◆ **Work to do**: Give the lines below again, replacing each "pixel coordinates" with "image coordinates" and leaving everything else unchanged.

(Dataset excerpt)
· · · · ·

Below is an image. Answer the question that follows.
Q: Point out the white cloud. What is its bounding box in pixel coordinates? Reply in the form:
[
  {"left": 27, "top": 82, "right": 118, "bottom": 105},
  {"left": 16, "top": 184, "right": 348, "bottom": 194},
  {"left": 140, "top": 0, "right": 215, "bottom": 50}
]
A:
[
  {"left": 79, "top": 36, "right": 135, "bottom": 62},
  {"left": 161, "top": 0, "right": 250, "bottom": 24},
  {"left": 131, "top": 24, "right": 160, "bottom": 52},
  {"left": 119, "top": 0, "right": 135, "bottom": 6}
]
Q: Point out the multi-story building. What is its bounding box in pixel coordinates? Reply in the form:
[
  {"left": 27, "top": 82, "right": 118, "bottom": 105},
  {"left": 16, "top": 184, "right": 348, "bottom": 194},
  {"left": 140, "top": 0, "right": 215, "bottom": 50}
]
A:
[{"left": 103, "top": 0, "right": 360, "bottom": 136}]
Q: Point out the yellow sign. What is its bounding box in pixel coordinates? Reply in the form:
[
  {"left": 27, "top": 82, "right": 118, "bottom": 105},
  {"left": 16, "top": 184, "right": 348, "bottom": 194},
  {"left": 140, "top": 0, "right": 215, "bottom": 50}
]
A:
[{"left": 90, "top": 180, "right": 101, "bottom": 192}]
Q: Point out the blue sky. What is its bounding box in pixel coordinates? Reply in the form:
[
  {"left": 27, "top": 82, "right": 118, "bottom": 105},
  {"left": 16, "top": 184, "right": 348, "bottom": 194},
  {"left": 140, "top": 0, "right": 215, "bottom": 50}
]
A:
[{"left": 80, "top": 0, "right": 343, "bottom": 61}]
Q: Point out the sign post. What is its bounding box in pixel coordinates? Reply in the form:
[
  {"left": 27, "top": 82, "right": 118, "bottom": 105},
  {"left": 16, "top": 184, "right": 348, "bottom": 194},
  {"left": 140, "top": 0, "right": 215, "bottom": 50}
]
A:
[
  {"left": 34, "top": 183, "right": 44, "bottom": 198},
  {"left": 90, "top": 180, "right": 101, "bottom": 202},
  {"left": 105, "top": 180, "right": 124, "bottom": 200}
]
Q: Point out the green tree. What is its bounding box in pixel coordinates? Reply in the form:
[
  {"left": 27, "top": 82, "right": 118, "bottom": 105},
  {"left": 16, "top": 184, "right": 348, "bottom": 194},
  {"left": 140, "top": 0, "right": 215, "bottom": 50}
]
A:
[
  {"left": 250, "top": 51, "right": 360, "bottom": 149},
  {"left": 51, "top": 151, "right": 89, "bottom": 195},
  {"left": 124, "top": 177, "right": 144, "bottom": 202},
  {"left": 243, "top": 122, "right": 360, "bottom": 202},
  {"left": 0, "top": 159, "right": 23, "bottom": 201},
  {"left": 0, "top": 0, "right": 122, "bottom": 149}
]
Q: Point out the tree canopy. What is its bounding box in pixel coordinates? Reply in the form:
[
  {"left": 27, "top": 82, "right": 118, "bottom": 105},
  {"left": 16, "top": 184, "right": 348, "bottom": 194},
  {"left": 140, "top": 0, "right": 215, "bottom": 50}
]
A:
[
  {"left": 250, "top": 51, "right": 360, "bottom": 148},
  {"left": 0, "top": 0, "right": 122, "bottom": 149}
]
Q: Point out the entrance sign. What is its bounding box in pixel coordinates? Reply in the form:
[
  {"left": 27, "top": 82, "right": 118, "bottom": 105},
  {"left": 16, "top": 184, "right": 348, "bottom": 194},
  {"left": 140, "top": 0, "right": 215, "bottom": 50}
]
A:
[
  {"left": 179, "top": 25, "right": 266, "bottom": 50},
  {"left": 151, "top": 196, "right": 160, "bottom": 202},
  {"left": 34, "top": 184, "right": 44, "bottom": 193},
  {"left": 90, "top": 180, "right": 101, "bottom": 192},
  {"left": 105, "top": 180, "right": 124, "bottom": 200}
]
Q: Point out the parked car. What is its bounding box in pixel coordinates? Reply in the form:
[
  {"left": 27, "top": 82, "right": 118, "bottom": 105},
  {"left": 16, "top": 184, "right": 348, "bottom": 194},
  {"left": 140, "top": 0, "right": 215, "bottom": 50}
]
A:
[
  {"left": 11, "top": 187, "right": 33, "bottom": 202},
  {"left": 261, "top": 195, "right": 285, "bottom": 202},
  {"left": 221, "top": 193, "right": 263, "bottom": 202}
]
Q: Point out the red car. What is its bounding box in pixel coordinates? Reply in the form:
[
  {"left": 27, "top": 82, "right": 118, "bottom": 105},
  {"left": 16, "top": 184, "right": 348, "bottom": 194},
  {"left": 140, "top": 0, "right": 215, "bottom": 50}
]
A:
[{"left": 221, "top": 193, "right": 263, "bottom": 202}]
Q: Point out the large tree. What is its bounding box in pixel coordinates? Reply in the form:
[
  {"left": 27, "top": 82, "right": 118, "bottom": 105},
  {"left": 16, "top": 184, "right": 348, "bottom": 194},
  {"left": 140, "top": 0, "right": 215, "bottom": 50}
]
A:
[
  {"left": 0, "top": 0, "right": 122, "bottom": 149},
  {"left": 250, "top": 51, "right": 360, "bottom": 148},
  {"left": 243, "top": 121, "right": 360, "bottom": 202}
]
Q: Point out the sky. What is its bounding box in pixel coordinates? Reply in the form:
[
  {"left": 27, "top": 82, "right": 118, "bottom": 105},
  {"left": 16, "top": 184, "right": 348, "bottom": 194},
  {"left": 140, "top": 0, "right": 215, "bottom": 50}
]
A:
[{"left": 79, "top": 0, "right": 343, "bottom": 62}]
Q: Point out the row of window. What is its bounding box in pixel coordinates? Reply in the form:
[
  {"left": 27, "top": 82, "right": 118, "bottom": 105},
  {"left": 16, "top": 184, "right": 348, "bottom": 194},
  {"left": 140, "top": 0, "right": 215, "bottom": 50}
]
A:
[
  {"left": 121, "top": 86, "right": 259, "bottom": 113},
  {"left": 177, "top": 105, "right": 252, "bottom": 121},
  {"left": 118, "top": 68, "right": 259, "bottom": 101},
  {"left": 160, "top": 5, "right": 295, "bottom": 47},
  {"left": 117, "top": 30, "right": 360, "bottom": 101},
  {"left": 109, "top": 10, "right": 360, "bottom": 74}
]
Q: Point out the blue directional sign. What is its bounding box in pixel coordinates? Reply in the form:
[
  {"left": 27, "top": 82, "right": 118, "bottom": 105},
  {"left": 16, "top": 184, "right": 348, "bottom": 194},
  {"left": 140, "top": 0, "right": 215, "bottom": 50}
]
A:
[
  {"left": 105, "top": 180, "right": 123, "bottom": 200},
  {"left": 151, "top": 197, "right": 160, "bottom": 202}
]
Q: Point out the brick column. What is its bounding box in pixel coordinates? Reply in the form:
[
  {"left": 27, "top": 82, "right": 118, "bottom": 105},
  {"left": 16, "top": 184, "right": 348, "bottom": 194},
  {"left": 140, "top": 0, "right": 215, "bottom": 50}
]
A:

· · · · ·

◆ **Solution for this problem**:
Below is an image. Answer the question that follows.
Q: Point out the white cloud. What is its bounding box in image coordinates? Reply in the form:
[
  {"left": 27, "top": 82, "right": 118, "bottom": 105},
  {"left": 16, "top": 184, "right": 348, "bottom": 194},
  {"left": 140, "top": 0, "right": 215, "bottom": 50}
]
A:
[
  {"left": 79, "top": 36, "right": 135, "bottom": 62},
  {"left": 161, "top": 0, "right": 250, "bottom": 24},
  {"left": 131, "top": 24, "right": 160, "bottom": 52},
  {"left": 119, "top": 0, "right": 135, "bottom": 6}
]
Q: Point out the multi-story building. What is its bounding box in image coordinates? Reply in the form:
[
  {"left": 27, "top": 82, "right": 118, "bottom": 105},
  {"left": 16, "top": 184, "right": 348, "bottom": 194},
  {"left": 140, "top": 0, "right": 215, "bottom": 50}
]
A:
[{"left": 103, "top": 0, "right": 360, "bottom": 136}]
Q: Point out the yellow sign. What is its bounding box in image coordinates? Reply in the form:
[
  {"left": 27, "top": 82, "right": 118, "bottom": 105},
  {"left": 16, "top": 184, "right": 348, "bottom": 194},
  {"left": 140, "top": 0, "right": 215, "bottom": 50}
]
A:
[{"left": 90, "top": 180, "right": 101, "bottom": 192}]
Q: Point out the blue sky. What is its bounding box in image coordinates? Reply in the form:
[
  {"left": 27, "top": 82, "right": 118, "bottom": 105},
  {"left": 16, "top": 184, "right": 348, "bottom": 194},
  {"left": 140, "top": 0, "right": 215, "bottom": 50}
]
A:
[{"left": 80, "top": 0, "right": 343, "bottom": 61}]
Q: Point out the sign post. What is its bounding box in image coordinates? Reply in the form:
[
  {"left": 27, "top": 82, "right": 118, "bottom": 105},
  {"left": 16, "top": 184, "right": 348, "bottom": 194},
  {"left": 140, "top": 0, "right": 215, "bottom": 50}
]
A:
[
  {"left": 34, "top": 183, "right": 44, "bottom": 198},
  {"left": 90, "top": 180, "right": 101, "bottom": 202},
  {"left": 105, "top": 180, "right": 124, "bottom": 200}
]
Q: Point out the green tree. What is its bounding box in image coordinates? Reply in the form:
[
  {"left": 27, "top": 82, "right": 118, "bottom": 105},
  {"left": 16, "top": 184, "right": 348, "bottom": 194},
  {"left": 140, "top": 0, "right": 215, "bottom": 50}
]
A:
[
  {"left": 250, "top": 51, "right": 360, "bottom": 149},
  {"left": 51, "top": 151, "right": 89, "bottom": 195},
  {"left": 124, "top": 177, "right": 144, "bottom": 202},
  {"left": 243, "top": 122, "right": 360, "bottom": 202},
  {"left": 0, "top": 159, "right": 23, "bottom": 201},
  {"left": 0, "top": 0, "right": 122, "bottom": 149}
]
Q: Point out the tree canopy. What is its bounding box in image coordinates? Reply in the form:
[
  {"left": 27, "top": 82, "right": 118, "bottom": 105},
  {"left": 16, "top": 184, "right": 348, "bottom": 194},
  {"left": 140, "top": 0, "right": 215, "bottom": 50}
]
A:
[
  {"left": 250, "top": 51, "right": 360, "bottom": 148},
  {"left": 0, "top": 0, "right": 122, "bottom": 149}
]
Q: Point out the entrance sign. What is its bounding box in image coordinates? Reply in the form:
[
  {"left": 27, "top": 82, "right": 118, "bottom": 105},
  {"left": 16, "top": 184, "right": 348, "bottom": 194},
  {"left": 140, "top": 0, "right": 215, "bottom": 50}
]
A:
[
  {"left": 179, "top": 25, "right": 266, "bottom": 50},
  {"left": 151, "top": 196, "right": 160, "bottom": 202},
  {"left": 34, "top": 184, "right": 44, "bottom": 193},
  {"left": 90, "top": 180, "right": 101, "bottom": 192},
  {"left": 105, "top": 180, "right": 124, "bottom": 200}
]
Q: Point out the parked car. What is its bounding box in image coordinates? Reply in the form:
[
  {"left": 27, "top": 82, "right": 118, "bottom": 105},
  {"left": 16, "top": 184, "right": 348, "bottom": 194},
  {"left": 140, "top": 0, "right": 215, "bottom": 50}
]
A:
[
  {"left": 11, "top": 187, "right": 33, "bottom": 202},
  {"left": 261, "top": 195, "right": 285, "bottom": 202},
  {"left": 221, "top": 193, "right": 263, "bottom": 202}
]
Q: Point out the red car. What is its bounding box in image coordinates? Reply in the form:
[
  {"left": 27, "top": 82, "right": 118, "bottom": 105},
  {"left": 16, "top": 184, "right": 348, "bottom": 194},
  {"left": 140, "top": 0, "right": 215, "bottom": 50}
]
A:
[{"left": 221, "top": 193, "right": 263, "bottom": 202}]
Q: Point out the large tree. What is its bounding box in image coordinates? Reply in the form:
[
  {"left": 27, "top": 82, "right": 118, "bottom": 105},
  {"left": 16, "top": 184, "right": 348, "bottom": 194},
  {"left": 140, "top": 0, "right": 215, "bottom": 50}
]
A:
[
  {"left": 0, "top": 0, "right": 122, "bottom": 149},
  {"left": 250, "top": 51, "right": 360, "bottom": 148},
  {"left": 243, "top": 121, "right": 360, "bottom": 202}
]
Q: Point out the sky. What is its bounding box in image coordinates? Reply in the form:
[
  {"left": 27, "top": 82, "right": 118, "bottom": 105},
  {"left": 16, "top": 184, "right": 348, "bottom": 194},
  {"left": 140, "top": 0, "right": 215, "bottom": 50}
]
A:
[{"left": 79, "top": 0, "right": 343, "bottom": 62}]
Q: Point out the row of window. What is its bounding box in image coordinates? Reply in the form:
[
  {"left": 27, "top": 82, "right": 118, "bottom": 105},
  {"left": 16, "top": 184, "right": 348, "bottom": 194},
  {"left": 140, "top": 0, "right": 215, "bottom": 50}
]
A:
[
  {"left": 121, "top": 86, "right": 259, "bottom": 113},
  {"left": 177, "top": 105, "right": 252, "bottom": 121},
  {"left": 118, "top": 68, "right": 259, "bottom": 101},
  {"left": 160, "top": 5, "right": 295, "bottom": 47},
  {"left": 117, "top": 30, "right": 360, "bottom": 101},
  {"left": 109, "top": 10, "right": 360, "bottom": 74}
]
Q: Point out the blue directional sign. What is its bounding box in image coordinates? Reply in the form:
[
  {"left": 27, "top": 82, "right": 118, "bottom": 105},
  {"left": 16, "top": 184, "right": 348, "bottom": 194},
  {"left": 140, "top": 0, "right": 215, "bottom": 50}
]
A:
[
  {"left": 105, "top": 180, "right": 123, "bottom": 200},
  {"left": 151, "top": 197, "right": 160, "bottom": 202}
]
Q: Point out the brick column. What is its bounding box in image coordinates? Reply in the form:
[
  {"left": 27, "top": 82, "right": 118, "bottom": 105},
  {"left": 16, "top": 184, "right": 348, "bottom": 194},
  {"left": 140, "top": 0, "right": 215, "bottom": 50}
]
A:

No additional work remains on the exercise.